This example shows how to setup and create a Design of Experiments (DOE) using the MATLAB® scripting interface in the Signal Integrity Toolbox™. You can simulate dozens of cases and use the Statistical and Machine Learning Toolbox™ to fit and analyze a linear model.

Exploring a solution space with a large number of variables, each with multiple possible values, requires a lot of computation resources and time. It is not typically feasible to exhaustively simulate every factor combination. Alternatively, when you are searching for the best- or worst-case factor conditions, sweeping one variable at a time can lead to sub-optimal optimization due to local maximums and minimums. A well-established methodology, DOE and Response Surface Modeling (RSM), is a powerful way to sample the solution space and fit a polynomial model to the data. You can use the resulting model to predict the best- or worst-case conditions or leverage it as a surrogate model for advanced analysis.

To learn more about design of experiments, see Design of Experiments (Statistics and Machine Learning Toolbox). To learn how to use the Serial Link Designer app, see Analyze Backplane with Line Cards.

Open Signal Integrity Toolbox Project

For this experiment, use a 3-inch differential stripline transmission line (Tline). Configure the stripline properties of dielectric height, trace width, trace thickness, and dielectric constant to obtain the best system performance. The compressed folder DOETLine.zip attached with this example contains a Serial Link Designer project DOETLine. The project is already configured so it allows you to vary these solution space variables.

§ EXERCISE TASK 1
Please reproduce the design of experiments text from "To learn more" to "with Line Cards.".

Records from a point labeling set:
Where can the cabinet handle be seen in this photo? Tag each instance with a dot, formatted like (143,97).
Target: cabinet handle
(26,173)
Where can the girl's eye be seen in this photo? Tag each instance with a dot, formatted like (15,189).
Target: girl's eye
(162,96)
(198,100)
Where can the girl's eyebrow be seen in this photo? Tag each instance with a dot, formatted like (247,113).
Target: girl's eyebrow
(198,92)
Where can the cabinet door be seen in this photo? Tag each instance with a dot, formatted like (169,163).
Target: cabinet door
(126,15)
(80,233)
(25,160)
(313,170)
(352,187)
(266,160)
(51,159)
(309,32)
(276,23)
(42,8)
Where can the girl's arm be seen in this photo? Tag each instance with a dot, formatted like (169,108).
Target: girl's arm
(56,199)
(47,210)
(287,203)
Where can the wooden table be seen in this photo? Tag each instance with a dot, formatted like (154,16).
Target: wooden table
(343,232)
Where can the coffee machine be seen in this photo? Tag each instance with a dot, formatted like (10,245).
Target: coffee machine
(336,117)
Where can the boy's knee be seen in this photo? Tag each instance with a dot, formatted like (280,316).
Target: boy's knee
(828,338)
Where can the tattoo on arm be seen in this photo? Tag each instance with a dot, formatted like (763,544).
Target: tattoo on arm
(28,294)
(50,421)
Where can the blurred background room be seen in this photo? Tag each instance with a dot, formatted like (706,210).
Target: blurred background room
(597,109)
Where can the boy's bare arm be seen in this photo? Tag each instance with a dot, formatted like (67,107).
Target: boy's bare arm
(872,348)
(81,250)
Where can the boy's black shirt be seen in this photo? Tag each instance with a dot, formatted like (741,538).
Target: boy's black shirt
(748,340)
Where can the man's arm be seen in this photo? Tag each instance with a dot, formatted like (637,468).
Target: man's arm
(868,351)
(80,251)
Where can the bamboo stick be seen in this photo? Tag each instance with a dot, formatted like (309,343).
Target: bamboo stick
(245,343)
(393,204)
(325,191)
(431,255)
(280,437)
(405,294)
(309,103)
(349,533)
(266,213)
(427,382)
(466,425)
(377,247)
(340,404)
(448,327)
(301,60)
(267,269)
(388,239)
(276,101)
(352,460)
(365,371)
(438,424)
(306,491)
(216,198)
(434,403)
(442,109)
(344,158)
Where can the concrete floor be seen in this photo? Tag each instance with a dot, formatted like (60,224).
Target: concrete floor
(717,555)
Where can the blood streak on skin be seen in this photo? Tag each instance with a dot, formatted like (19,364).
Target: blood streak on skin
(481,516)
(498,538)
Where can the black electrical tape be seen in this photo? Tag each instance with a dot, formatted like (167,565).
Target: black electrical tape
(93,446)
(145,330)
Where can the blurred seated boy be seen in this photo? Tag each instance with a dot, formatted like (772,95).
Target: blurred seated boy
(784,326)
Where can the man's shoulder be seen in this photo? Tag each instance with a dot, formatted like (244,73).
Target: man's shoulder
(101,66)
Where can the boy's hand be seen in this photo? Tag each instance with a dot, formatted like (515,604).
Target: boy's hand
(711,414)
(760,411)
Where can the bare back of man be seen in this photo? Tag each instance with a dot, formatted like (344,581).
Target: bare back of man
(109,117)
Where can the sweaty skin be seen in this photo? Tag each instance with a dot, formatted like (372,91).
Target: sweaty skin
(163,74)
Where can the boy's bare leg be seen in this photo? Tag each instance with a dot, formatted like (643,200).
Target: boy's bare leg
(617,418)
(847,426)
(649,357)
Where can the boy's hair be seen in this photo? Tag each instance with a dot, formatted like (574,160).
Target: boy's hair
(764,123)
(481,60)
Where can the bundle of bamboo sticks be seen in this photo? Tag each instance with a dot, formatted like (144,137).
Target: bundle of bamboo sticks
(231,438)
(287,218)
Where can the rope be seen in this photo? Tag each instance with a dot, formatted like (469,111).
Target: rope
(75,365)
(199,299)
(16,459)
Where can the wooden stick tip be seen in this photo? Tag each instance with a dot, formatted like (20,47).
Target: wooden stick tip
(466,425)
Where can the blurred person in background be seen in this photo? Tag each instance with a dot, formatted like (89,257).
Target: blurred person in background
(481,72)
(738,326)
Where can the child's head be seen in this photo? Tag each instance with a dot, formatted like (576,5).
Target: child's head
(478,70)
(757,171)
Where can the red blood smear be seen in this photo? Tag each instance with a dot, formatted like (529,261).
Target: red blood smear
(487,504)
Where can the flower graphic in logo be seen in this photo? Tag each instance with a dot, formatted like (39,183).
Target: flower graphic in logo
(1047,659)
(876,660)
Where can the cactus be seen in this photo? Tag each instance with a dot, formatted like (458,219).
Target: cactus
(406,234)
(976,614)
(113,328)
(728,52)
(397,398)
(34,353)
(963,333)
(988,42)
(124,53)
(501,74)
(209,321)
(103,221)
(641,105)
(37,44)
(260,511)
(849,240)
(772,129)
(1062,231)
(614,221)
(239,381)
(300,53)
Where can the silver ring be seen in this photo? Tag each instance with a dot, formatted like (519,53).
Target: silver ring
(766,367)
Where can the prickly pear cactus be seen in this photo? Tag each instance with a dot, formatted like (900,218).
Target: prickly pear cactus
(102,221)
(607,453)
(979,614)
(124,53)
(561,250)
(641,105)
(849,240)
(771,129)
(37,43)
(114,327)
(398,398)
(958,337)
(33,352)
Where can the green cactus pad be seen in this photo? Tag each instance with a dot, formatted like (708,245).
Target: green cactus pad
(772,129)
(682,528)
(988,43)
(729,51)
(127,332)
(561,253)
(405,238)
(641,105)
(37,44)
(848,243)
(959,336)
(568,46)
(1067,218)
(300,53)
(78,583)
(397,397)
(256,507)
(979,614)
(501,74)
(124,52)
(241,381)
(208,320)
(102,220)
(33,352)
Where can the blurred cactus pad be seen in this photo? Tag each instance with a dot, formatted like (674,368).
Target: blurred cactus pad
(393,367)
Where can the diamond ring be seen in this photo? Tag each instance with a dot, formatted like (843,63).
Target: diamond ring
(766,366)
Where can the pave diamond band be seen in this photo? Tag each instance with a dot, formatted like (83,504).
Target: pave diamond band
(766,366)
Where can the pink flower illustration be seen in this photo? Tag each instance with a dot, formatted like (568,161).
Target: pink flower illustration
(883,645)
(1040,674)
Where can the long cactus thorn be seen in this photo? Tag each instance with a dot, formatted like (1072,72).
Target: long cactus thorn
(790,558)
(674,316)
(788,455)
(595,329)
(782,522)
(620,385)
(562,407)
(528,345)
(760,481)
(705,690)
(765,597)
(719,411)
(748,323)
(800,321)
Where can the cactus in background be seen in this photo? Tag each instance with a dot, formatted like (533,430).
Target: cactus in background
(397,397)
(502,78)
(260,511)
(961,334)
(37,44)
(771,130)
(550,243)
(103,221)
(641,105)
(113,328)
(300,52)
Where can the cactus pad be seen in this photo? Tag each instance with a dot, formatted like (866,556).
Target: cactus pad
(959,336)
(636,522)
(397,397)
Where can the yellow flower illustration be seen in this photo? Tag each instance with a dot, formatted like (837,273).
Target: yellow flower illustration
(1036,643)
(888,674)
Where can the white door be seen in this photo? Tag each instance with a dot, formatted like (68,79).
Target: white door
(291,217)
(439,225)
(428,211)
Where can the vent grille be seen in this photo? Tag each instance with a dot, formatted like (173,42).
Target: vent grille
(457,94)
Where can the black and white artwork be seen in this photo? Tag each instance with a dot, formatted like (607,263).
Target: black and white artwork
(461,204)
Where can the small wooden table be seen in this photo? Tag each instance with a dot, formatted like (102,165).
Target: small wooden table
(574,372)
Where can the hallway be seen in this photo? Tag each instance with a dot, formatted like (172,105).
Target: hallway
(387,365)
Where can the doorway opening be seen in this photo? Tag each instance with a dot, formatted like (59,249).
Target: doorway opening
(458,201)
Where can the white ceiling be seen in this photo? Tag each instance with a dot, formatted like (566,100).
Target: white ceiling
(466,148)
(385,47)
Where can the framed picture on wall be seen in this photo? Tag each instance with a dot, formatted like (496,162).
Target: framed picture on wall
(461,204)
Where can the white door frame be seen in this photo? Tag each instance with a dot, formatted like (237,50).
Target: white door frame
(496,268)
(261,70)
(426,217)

§ EXERCISE TASK 2
Identify every line of the records that contains the word "blood", and copy each one out.

§ EXPECTED OUTPUT 1
To learn more about design of experiments, see Design of Experiments (Statistics and Machine Learning Toolbox). To learn how to use the Serial Link Designer app, see Analyze Backplane with Line Cards.

§ EXPECTED OUTPUT 2
Where can the blood streak on skin be seen in this photo? Tag each instance with a dot, formatted like (19,364).
Target: blood streak on skin
Where can the red blood smear be seen in this photo? Tag each instance with a dot, formatted like (529,261).
Target: red blood smear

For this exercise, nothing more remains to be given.